§ **Quoted passage**
:::::
# Drive thru



## reg barclay (Nov 3, 2015)

Do you use drive thru for pick ups if you have a choice?

Some of the restaurants in my area went drive thru only recently.

I used to avoid them. But now find it more convenient, as long as there isn't a big line.


----------



## jaxbeachrides (May 27, 2015)

As long as it isn't chicken or taco bell. They could take 45 minutes to remember making 1 item.


----------



## VanKalDriver (Sep 13, 2021)

I don't accept anything from a place I know is drive-thru only, because I don't know how long the line is going to be. If the line is too long, it's not worth it for that much time on my delivery waiting in that line (because of the opportunity cost of another delivery or two when it's busy!) And then if the order's not ready when it's my turn, they might even tell me to circle around and wait in an even longer line...

If I get to an unknown fast food place, it's drive-thru only, but there's little or no line, I will take it, but avoid the place afterwards. If it's long, I'll cancel for excessive wait time. I know it sucks for the order, waiting even longer for another driver to arrive and decide to wait in the line, but I don't have to wait 30 minutes in a drive-thru line!

Fortunately, I haven't had to cancel any on Uber Eats for any reason at all this year, or in December 2021.


----------



## Grubhubflub (Jun 16, 2018)

The dining rooms of all the restaurants in my market are open, thank goodness. There's no way in Dante's nine hells I'm sitting in a drive-thru.


----------



## MontcoUberDriver (Aug 14, 2018)




----------



## Uberdriver2710 (Jul 15, 2015)




----------



## FLKeys (Dec 27, 2018)

I generally turn Eats off around 8, that is when most places go to drive thru only. Some nights I roll the dice and take later orders. I try to hand out on the end of town away from fast food restaurants in that case.


----------



## Ms. Mercenary (Jul 24, 2020)

I’m gonna crawl out of my closet.

I _prefer_ the drive-through. Alas, in my area most restaurants make drivers pick up inside. But at one taco place I frequently deliver from, they told me about their window, and I never looked back.

I don’t even mind the lines, unless they’re ridiculous (rarely do I see one that’s really bad).

But this is just between us. When needed, I will fight for the lobbies shoulder to shoulder with you, ‘cause I’m the tiny minority.


----------



## BrainDead Driver (Dec 15, 2021)

Drive through here are usually fast. You go inside they ignore you . 
In the drive through your next .


----------



## FL_Steve (Dec 17, 2021)

VanKalDriver said:


> I'll cancel for excessive wait time. I know it sucks for the order, waiting even longer for another driver to arrive and decide to wait in the line, but I don't have to wait 30 minutes in a drive-thru line!


Imagine having empathy for the customer


----------



## Ms. Mercenary (Jul 24, 2020)

FL_Steve said:


> Imagine having empathy for the customer


I think many do. I know I do. I truly believe most drivers go out of their way to make the delivery.


----------



## FL_Steve (Dec 17, 2021)

Ms. Mercenary said:


> I think many do. I know I do. I truly believe most drivers go out of their way to make the delivery.


I start each shift with the best of intentions and attitudes. Then I'll get a apartment delivery where they didn't give me a gate code, didn't give instructions on how to find their off-GPS building, and oh yeah, it's 3rd floor. After that, my concern for the customer somehow goes south.


----------
:::::
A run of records

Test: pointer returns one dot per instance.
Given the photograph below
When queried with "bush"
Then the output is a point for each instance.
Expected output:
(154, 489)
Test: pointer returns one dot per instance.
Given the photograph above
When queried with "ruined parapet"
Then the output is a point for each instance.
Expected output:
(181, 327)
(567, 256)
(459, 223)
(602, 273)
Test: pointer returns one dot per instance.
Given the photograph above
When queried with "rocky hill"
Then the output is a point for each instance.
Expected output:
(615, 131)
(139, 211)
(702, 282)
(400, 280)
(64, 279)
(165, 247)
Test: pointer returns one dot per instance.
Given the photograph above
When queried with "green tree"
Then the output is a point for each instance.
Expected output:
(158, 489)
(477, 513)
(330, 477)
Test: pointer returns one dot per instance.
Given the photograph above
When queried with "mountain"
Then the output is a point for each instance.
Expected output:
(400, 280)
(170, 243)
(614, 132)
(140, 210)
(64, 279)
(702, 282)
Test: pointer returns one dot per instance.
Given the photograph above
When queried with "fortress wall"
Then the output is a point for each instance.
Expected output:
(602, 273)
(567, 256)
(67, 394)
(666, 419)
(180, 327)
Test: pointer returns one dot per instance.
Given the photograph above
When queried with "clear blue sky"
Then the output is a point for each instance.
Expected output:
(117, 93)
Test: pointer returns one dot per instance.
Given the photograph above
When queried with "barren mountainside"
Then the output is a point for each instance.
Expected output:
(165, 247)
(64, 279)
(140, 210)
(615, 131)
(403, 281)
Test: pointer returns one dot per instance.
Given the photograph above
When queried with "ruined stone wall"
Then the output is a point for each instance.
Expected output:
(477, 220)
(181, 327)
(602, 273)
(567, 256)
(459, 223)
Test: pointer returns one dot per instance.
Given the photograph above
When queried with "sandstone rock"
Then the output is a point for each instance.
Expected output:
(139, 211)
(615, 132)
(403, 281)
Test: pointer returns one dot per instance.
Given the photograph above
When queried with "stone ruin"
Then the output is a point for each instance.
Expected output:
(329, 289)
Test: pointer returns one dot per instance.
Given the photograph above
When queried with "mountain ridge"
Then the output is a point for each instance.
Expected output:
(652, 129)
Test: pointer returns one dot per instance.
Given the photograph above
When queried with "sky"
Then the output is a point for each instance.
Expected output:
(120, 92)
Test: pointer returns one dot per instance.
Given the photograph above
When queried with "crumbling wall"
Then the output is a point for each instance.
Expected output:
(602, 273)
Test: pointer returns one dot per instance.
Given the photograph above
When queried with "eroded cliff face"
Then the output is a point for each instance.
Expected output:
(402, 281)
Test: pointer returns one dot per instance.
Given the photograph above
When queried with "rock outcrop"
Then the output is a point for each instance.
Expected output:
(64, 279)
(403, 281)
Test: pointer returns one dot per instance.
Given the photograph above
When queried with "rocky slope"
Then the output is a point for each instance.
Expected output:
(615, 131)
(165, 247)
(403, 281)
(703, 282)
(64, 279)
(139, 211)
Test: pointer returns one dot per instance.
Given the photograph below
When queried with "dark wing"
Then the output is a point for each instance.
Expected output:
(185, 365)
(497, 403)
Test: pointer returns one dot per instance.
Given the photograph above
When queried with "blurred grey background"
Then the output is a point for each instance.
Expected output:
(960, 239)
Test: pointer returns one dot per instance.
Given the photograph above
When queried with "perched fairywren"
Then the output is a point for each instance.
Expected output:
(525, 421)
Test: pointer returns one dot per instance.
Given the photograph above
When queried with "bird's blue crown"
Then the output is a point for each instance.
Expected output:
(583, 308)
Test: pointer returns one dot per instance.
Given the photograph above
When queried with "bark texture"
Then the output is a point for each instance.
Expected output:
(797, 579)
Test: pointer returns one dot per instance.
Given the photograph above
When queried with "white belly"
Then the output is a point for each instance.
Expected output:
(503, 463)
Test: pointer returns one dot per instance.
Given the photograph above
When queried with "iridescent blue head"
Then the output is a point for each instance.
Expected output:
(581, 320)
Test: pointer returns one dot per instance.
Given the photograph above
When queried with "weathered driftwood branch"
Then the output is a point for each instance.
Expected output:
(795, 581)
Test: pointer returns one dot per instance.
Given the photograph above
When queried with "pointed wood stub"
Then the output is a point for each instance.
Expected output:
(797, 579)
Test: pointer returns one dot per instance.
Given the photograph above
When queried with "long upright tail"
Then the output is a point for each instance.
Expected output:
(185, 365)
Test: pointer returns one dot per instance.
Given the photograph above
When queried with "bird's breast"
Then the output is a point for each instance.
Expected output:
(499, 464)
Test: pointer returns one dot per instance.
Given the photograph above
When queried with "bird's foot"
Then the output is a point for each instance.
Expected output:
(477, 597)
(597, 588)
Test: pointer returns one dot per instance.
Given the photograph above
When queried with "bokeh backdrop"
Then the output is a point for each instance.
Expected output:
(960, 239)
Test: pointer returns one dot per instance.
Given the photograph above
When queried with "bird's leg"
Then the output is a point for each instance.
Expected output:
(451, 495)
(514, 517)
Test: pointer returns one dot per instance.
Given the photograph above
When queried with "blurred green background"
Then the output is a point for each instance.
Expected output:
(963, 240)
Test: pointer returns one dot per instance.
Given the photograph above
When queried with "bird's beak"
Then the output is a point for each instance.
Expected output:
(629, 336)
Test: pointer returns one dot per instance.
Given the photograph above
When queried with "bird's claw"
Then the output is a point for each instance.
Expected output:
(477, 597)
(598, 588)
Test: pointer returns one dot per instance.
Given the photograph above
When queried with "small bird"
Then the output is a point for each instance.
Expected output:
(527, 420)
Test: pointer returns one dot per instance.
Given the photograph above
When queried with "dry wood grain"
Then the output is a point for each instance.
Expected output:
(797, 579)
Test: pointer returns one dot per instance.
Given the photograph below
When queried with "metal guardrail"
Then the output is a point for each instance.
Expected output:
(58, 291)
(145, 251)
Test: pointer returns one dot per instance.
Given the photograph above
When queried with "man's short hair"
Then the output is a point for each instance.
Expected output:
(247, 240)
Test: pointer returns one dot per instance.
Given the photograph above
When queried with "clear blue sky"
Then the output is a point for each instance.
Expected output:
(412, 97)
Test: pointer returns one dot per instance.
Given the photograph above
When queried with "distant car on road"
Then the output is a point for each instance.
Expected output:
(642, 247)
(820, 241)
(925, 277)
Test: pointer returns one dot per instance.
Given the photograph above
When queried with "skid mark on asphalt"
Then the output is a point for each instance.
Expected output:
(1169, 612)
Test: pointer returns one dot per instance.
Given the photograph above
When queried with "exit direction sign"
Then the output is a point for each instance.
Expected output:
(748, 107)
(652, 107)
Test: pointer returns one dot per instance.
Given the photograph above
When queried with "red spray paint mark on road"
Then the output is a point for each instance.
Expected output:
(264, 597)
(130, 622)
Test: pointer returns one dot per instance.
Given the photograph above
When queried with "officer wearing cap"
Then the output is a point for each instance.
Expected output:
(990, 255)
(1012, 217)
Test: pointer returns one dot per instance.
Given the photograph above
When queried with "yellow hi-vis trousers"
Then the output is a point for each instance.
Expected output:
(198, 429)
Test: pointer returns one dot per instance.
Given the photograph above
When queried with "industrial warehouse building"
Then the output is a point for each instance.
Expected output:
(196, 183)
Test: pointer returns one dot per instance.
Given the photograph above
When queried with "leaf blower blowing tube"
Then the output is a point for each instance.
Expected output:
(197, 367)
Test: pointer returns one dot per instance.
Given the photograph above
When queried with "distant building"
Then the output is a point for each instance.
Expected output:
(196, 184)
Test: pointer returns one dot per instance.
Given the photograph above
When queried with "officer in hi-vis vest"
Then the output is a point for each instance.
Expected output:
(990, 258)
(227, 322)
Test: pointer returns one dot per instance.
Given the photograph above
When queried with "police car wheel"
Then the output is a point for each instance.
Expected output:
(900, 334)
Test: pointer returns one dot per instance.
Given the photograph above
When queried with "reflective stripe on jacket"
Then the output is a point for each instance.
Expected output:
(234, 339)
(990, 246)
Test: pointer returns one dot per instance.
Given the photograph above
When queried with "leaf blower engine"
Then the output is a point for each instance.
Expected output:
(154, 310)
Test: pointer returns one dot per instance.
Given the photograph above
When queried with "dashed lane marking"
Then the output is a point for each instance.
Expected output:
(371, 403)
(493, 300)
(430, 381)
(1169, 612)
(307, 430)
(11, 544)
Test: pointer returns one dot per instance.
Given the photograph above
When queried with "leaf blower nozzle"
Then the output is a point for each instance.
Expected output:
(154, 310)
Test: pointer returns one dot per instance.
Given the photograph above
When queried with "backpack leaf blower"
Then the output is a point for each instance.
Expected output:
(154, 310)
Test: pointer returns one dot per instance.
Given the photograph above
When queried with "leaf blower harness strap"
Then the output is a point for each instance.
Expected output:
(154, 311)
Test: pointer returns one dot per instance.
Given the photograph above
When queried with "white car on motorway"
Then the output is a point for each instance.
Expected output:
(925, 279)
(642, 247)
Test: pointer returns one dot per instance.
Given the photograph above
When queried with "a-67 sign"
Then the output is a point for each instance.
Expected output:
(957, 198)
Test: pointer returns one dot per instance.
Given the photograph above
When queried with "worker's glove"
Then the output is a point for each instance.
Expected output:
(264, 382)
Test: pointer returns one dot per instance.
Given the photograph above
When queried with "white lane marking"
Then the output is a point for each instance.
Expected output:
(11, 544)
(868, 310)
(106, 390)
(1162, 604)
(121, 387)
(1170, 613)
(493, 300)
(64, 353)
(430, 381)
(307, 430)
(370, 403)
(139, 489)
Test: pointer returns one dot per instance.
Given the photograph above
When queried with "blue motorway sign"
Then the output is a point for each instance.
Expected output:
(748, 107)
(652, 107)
:::::
Print the part of the drive-thru thread starting at "But this is" and ending at "your next .". You won't need the listing for this work.

But this is just between us. When needed, I will fight for the lobbies shoulder to shoulder with you, ‘cause I’m the tiny minority.


----------



## BrainDead Driver (Dec 15, 2021)

Drive through here are usually fast. You go inside they ignore you . 
In the drive through your next .